(Photo-based referring expression data)
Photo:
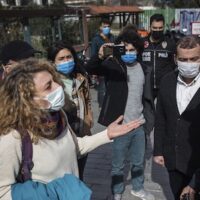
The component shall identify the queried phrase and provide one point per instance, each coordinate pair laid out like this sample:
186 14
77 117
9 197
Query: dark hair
129 28
133 38
58 46
16 50
188 42
157 17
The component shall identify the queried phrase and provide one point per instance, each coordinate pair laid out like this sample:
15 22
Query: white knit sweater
52 158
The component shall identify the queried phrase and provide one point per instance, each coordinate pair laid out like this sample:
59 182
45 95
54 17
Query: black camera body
115 50
185 197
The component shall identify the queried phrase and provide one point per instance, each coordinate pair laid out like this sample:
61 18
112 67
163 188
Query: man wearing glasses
177 127
158 52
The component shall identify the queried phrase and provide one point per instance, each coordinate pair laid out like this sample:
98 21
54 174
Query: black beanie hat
17 50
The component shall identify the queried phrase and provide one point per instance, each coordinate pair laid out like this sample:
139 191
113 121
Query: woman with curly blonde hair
31 99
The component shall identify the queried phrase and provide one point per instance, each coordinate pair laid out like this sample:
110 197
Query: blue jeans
132 147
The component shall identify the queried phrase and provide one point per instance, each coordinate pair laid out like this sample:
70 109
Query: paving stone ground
98 168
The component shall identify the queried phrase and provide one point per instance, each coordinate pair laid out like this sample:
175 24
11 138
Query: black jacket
159 57
177 137
115 99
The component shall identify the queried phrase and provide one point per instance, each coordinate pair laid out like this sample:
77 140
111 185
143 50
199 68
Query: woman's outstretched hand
116 129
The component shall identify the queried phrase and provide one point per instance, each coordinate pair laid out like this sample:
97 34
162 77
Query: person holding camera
103 36
127 94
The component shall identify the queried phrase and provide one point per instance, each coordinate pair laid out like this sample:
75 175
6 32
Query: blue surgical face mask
129 57
66 67
106 30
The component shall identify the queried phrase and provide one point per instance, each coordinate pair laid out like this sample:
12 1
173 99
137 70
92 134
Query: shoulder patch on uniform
164 44
146 44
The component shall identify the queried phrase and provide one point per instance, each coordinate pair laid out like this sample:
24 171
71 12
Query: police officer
158 52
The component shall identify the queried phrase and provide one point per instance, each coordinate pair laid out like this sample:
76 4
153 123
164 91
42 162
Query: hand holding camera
110 49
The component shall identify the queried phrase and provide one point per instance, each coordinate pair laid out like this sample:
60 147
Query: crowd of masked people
150 85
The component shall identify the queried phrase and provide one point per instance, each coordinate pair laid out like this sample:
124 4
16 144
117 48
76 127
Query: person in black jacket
127 93
177 127
158 52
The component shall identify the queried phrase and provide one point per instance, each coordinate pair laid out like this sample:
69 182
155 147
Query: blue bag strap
27 156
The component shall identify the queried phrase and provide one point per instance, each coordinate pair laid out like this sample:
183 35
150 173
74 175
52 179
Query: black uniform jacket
160 57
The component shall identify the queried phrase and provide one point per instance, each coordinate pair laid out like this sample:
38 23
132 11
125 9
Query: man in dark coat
177 127
158 52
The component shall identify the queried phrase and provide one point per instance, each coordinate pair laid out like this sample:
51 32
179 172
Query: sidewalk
98 167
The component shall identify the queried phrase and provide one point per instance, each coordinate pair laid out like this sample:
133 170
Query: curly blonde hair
18 109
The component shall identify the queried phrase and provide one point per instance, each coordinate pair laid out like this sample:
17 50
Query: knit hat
16 50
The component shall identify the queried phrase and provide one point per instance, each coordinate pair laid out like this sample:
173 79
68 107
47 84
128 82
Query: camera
186 197
115 50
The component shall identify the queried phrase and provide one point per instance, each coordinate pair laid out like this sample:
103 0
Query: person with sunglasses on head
12 53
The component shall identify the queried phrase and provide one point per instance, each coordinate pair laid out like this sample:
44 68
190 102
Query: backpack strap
27 156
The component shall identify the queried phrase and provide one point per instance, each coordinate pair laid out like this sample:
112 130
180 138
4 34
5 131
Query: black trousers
178 181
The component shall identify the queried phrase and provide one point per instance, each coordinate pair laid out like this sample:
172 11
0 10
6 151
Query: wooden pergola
23 14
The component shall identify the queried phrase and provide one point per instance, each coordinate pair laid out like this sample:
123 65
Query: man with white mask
177 127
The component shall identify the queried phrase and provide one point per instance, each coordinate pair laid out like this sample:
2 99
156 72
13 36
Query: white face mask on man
56 99
188 69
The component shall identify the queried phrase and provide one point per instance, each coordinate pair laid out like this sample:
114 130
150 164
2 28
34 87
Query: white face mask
188 70
56 99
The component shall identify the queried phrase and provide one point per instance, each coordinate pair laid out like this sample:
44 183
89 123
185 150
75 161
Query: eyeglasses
194 59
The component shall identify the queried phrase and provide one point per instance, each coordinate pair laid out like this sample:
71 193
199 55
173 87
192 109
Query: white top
185 92
52 158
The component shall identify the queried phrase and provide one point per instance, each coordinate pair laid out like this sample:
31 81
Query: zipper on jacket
154 69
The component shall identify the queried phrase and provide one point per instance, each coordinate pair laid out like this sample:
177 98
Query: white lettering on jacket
163 55
146 56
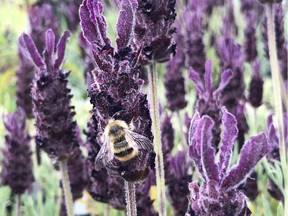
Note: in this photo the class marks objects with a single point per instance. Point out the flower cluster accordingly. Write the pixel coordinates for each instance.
(207, 102)
(218, 193)
(17, 164)
(115, 91)
(154, 30)
(56, 130)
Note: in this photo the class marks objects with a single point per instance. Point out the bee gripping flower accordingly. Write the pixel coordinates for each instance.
(218, 194)
(56, 130)
(17, 164)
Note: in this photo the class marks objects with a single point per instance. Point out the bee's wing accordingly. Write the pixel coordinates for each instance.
(138, 141)
(104, 155)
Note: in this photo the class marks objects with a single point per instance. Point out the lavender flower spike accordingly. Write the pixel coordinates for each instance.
(56, 130)
(17, 163)
(218, 194)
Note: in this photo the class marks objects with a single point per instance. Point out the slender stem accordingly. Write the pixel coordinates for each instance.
(18, 205)
(66, 187)
(183, 138)
(130, 195)
(107, 210)
(276, 80)
(154, 111)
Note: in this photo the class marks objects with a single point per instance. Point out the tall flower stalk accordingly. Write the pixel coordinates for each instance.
(276, 80)
(56, 130)
(153, 36)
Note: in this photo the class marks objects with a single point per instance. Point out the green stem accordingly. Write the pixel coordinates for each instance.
(66, 187)
(276, 80)
(18, 205)
(183, 138)
(131, 207)
(154, 111)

▶ [Exercise aim]
Word for word and without any pictures, return all of the lines above.

▶ [Written response]
Photo:
The component shall identify the queried phrase and provide one point per instance, each coordinate pair laid out like this sample:
186 14
77 117
9 197
Query: dark hair
129 28
133 38
58 46
16 50
188 42
157 17
The component shall identify the queried phrase and provide one point per instance, each coordinate pair laid out like this sample:
15 22
Query: white knit sweater
52 158
The component shall identify the queried phrase and provide one point per instance, each coordinate pair laid out like this sample:
59 182
45 95
54 17
Query: black camera body
115 50
185 197
The component shall identify the queried phrase and provide one point per instance, each coordinate pair laid out like this sample:
61 18
112 67
163 188
Query: man wearing glasses
177 127
158 52
The component shall identify the queried phrase and provide one point per instance, each coordinate pair laid out like this sample:
98 21
54 174
Query: black beanie hat
17 50
The component shall identify the queried phrase and provide one point per instance, each coordinate pair laid out like this sample:
139 191
113 121
Query: woman with curly blonde hair
31 99
The component shall identify the queried phrase and provide one point per instance, each coordinate pair laid out like this sample:
110 197
Query: blue jeans
132 147
The component shall identify the queried phrase and provide one point per instance, each coordinate pair laid out like this sample:
70 109
Query: paving stone ground
98 168
The component shall identify the queried phrase and provide one point per instance, each coordinate pair laid out like this sample:
175 24
11 138
Query: black jacket
159 57
177 137
115 99
The component shall identify the queried phrase and provide one point per instance, each coordinate pair laid out like this sample:
77 140
111 185
143 50
199 68
Query: woman's outstretched hand
116 129
The component shall identify the queried phrase and provide one point per instance, each coordinate pair laid out like this sample:
97 34
162 77
Query: person holding camera
103 36
127 94
The component shall identify the queried phrase and provide one point per instance, each coordinate pair laid out like this sample:
75 175
6 32
Query: blue surgical face mask
129 57
66 67
106 30
The component shall identify the queried phrase and provide one point per instance, each coordinate pair laid out like this sample:
12 1
173 99
137 70
92 134
Query: shoulder patch on uniform
164 44
146 44
The component shall identify the queried phrase and provide one point per instance, each coordinate pair laid out like this sample:
24 171
71 12
Query: police officer
158 52
The component shall identify the queried phrase and provide one point per instance, each coordinate pair laid out like this sample:
76 4
153 123
164 91
42 162
Query: hand holding camera
110 49
The component shall identify the queried phrase and provide one point per instance, each coordinate pair laid out like this sample:
60 147
Query: crowd of masked people
150 85
The component shall identify the queried phrase and provide one point per instance, each coordinate pair laid out like this sample:
124 4
16 144
117 48
76 127
Query: person in black jacket
127 93
177 127
158 52
The component shall identify the queried phrase and provide one point per instance, each coordinate pair laid out like this sample:
69 182
155 147
Query: blue bag strap
27 156
The component shall identify the queried phrase and provide one point per instance, each coordinate pair laid out like this sample:
183 35
150 173
74 175
52 179
Query: black uniform jacket
160 57
The component shall identify the queried phrase and provide one point per instance, each coordinate pair laid out like this sample:
38 23
132 11
125 9
Query: man in dark coat
177 127
158 52
The component shall identify the queried phrase and provide one point per instance, each coordinate pair laid out like this sample:
51 32
179 172
Query: sidewalk
98 167
The component shall identify the queried phrase and provide one point per instance, each coordinate pair laid out like this sample:
133 170
Query: curly blonde hair
18 109
The component shall identify the queried phrase and provide one point per instance, each coordinate pair laid out like this sample:
17 50
Query: knit hat
16 50
The component shall identify the queried phrase and provide one point per instance, each coordinate pair laid out like this sample:
173 79
68 107
47 84
128 82
Query: camera
186 197
115 50
The component shall identify the queried phrase and provide one point per instance, each coordinate pair laid out like this sample:
103 0
Query: person with sunglasses on head
12 53
The component shall identify the queried phrase and provide one point per instance, each coordinate pair laid out like this sample:
44 68
190 102
Query: backpack strap
27 156
The component shall identify the queried phrase and provide one point per instance, each coordinate pair laid out like this sample:
112 130
180 138
4 34
5 131
Query: black trousers
178 181
The component shall identify the queried phrase and provide one point per instance, each coordinate pair laid out like this sample:
172 11
0 10
6 151
Query: wooden pergola
23 14
The component shall identify the queried phrase and provide one point per instance, each coordinate pair laid out like this sample:
123 65
Query: man with white mask
177 127
The component shall identify the queried phrase and provide one point per instance, each coordinate pair laid out like this sample:
2 99
156 72
13 36
Query: white face mask on man
56 99
188 69
The component shall identify the queried phrase and provide one point per instance, each coordinate pair laid out like this sample:
114 130
150 164
2 28
34 87
Query: white face mask
188 70
56 99
The component shall identify the queried phrase and provide one point per instance, each coordinate pair laid out like this sample:
44 183
89 123
185 150
75 161
Query: eyeglasses
194 59
The component shall identify the queried phrase and provide one point per instance, each coordinate pair laid out like this sample:
71 193
199 55
173 87
192 109
Query: white top
185 92
52 158
The component shall identify the queried phrase and provide one point per instance, each coordinate pair laid out like this sample:
31 81
Query: zipper on jacket
154 69
The component shall identify the queried phrase and provide one point per instance, each coordinate pair laid out like this sample:
177 98
Query: white lettering on jacket
163 55
146 56
Note: in this photo the class marks objects with a single point per instance. Point out the flower cluster accordingly. Write the pixel coordinates for each instance.
(207, 102)
(218, 193)
(17, 164)
(115, 91)
(154, 30)
(56, 130)
Note: in this photo the class marks objects with a single point per instance. Point out the bee gripping flower accordingly. Write the pixel coordinates for each instance.
(218, 194)
(56, 130)
(17, 164)
Note: in this photo the class marks objects with a single point per instance. Point out the bee's wing accordingly. Write the pixel coordinates for each instance.
(138, 141)
(104, 155)
Note: in this photo the class marks objects with a single point per instance. Point out the lavender flower spike accordingly. Write the pixel coordinates for each instance.
(56, 130)
(17, 163)
(218, 194)
Note: in this photo the class marks objects with a single point per instance. Point out the slender stem accordingly. Write the pixel coordinates for each instance.
(18, 205)
(66, 187)
(183, 138)
(130, 195)
(107, 210)
(276, 80)
(154, 111)
Note: in this photo the class marks objects with a single point per instance. Point out the tall flower stalk accordingly. Write the pixel coordinates for each instance.
(276, 80)
(56, 130)
(153, 36)
Note: in this photo the class marks objects with a single point per instance. Point out the green stem accordingly. Write the pixel coordinates for each instance.
(66, 187)
(276, 80)
(18, 205)
(183, 138)
(131, 207)
(154, 111)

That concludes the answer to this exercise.